>>>>>

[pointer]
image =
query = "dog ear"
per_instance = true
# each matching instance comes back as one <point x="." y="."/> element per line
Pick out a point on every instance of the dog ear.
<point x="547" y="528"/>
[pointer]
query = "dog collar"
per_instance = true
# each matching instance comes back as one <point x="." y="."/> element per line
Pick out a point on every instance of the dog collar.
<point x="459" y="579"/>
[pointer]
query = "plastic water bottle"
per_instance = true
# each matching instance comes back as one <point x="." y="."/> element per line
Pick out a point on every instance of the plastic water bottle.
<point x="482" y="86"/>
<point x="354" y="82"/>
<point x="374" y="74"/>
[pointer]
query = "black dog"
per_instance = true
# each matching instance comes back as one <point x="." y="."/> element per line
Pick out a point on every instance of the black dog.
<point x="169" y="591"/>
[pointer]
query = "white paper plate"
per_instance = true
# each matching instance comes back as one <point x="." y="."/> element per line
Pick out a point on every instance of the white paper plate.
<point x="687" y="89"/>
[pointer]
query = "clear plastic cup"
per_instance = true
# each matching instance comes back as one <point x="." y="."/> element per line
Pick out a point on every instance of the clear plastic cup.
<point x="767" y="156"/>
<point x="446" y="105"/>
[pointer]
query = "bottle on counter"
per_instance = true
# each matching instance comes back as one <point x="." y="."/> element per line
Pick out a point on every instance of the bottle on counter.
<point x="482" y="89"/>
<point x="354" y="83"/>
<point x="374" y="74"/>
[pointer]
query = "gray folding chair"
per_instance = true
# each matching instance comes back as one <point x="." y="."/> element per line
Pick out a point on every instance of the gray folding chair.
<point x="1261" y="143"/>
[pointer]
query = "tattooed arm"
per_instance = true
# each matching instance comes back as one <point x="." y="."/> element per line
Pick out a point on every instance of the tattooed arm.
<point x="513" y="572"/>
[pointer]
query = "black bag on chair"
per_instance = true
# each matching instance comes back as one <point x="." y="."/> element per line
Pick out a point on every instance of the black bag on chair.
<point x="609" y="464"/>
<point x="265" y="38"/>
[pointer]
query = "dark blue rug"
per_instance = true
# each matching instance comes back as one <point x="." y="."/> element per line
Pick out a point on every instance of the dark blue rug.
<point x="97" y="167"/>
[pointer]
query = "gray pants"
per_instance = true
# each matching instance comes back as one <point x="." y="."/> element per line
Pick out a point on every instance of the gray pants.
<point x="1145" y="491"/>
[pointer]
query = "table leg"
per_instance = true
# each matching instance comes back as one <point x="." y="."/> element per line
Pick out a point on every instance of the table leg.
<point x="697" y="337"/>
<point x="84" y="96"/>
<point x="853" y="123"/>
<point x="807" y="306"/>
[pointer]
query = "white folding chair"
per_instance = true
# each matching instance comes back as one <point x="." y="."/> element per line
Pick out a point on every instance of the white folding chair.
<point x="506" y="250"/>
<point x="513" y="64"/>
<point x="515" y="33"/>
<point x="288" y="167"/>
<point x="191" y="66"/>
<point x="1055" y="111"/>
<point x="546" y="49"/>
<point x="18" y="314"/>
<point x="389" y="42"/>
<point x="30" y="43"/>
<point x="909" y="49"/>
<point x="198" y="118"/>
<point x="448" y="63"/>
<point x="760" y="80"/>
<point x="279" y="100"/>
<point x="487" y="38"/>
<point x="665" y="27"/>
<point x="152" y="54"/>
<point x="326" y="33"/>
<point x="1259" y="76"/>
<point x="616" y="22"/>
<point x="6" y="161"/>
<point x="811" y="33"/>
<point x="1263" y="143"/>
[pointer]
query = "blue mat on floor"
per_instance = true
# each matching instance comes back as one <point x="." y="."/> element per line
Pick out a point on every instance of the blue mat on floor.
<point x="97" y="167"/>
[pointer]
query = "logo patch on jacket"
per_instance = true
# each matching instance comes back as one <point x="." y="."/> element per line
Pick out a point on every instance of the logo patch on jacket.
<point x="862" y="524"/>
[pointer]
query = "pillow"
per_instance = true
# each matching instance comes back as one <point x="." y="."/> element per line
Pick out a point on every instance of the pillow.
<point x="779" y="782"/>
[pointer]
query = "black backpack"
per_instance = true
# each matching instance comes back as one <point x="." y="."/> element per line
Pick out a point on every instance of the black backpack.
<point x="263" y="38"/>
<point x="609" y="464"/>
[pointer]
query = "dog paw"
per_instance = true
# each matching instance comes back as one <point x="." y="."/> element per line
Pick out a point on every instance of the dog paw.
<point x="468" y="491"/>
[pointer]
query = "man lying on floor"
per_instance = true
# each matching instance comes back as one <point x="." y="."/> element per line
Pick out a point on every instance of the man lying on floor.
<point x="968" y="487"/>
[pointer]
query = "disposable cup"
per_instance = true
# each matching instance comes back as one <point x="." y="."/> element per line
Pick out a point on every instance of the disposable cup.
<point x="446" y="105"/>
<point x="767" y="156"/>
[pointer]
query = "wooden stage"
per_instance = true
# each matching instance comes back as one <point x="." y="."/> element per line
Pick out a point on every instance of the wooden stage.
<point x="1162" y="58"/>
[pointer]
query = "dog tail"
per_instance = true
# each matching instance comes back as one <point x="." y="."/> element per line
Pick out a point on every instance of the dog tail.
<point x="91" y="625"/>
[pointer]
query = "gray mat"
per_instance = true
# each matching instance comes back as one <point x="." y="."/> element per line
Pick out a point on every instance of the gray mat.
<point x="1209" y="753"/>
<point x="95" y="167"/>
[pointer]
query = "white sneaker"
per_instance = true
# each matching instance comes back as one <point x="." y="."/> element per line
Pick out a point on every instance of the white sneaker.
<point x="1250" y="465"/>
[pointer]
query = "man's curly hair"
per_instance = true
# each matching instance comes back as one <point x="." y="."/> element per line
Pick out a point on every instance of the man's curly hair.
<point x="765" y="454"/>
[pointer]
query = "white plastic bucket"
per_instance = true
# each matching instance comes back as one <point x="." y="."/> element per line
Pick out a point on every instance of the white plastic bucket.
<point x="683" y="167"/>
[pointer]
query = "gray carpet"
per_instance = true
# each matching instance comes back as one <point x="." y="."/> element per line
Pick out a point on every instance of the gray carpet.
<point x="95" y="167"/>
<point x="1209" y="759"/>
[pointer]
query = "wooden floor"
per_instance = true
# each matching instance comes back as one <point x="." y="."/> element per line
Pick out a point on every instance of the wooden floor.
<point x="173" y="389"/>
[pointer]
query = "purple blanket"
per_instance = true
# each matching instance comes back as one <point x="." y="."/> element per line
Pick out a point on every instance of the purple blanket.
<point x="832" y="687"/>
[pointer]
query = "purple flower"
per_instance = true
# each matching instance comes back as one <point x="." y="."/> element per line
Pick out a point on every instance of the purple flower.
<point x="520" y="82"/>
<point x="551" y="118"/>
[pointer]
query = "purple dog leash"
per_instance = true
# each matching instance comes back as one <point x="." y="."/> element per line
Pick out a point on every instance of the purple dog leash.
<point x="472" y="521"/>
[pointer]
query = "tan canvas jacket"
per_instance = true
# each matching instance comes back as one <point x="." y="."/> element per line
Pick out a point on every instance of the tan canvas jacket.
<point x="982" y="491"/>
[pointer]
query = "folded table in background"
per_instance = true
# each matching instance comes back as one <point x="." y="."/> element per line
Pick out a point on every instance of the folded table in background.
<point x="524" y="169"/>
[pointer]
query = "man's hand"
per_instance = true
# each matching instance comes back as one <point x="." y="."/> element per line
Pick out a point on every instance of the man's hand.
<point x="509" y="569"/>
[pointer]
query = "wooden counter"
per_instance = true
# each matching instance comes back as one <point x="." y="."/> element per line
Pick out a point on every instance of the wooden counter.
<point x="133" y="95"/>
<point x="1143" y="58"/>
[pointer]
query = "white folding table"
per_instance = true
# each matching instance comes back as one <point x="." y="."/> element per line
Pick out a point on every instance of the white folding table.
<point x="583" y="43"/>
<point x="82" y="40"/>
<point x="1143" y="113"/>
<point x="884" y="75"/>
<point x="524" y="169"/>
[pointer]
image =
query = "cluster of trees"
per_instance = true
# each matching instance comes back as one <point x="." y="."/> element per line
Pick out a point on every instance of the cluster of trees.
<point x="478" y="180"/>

<<<<<

**STATED EXERCISE:**
Count the lines of the records that contain the word "floor" and reply with that number alone.

**ANSWER FOR THE TASK:**
6